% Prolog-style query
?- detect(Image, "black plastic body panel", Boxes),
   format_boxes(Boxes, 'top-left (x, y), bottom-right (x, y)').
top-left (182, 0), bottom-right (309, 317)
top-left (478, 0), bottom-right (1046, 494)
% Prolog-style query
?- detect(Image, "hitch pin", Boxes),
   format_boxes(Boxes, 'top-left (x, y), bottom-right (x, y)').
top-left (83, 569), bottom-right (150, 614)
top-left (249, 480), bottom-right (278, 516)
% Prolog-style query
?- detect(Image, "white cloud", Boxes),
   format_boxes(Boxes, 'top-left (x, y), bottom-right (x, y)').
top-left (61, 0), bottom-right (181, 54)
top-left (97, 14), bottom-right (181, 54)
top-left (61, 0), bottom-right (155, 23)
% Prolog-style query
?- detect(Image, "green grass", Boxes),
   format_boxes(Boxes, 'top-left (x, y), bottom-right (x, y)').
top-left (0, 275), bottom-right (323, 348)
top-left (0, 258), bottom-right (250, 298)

----

WHAT THE EXERCISE ASKS
Put every line of the rows above into a Markdown table with the columns No. and Line, numbering each line and leaving out any blank lines.

EXERCISE SOLUTION
| No. | Line |
|---|---|
| 1 | % Prolog-style query |
| 2 | ?- detect(Image, "black plastic body panel", Boxes), |
| 3 |    format_boxes(Boxes, 'top-left (x, y), bottom-right (x, y)'). |
| 4 | top-left (182, 0), bottom-right (309, 317) |
| 5 | top-left (478, 0), bottom-right (1046, 494) |
| 6 | % Prolog-style query |
| 7 | ?- detect(Image, "hitch pin", Boxes), |
| 8 |    format_boxes(Boxes, 'top-left (x, y), bottom-right (x, y)'). |
| 9 | top-left (83, 569), bottom-right (150, 614) |
| 10 | top-left (249, 480), bottom-right (278, 516) |
| 11 | % Prolog-style query |
| 12 | ?- detect(Image, "white cloud", Boxes), |
| 13 |    format_boxes(Boxes, 'top-left (x, y), bottom-right (x, y)'). |
| 14 | top-left (61, 0), bottom-right (181, 54) |
| 15 | top-left (97, 14), bottom-right (181, 54) |
| 16 | top-left (61, 0), bottom-right (155, 23) |
| 17 | % Prolog-style query |
| 18 | ?- detect(Image, "green grass", Boxes), |
| 19 |    format_boxes(Boxes, 'top-left (x, y), bottom-right (x, y)'). |
| 20 | top-left (0, 275), bottom-right (323, 348) |
| 21 | top-left (0, 258), bottom-right (250, 298) |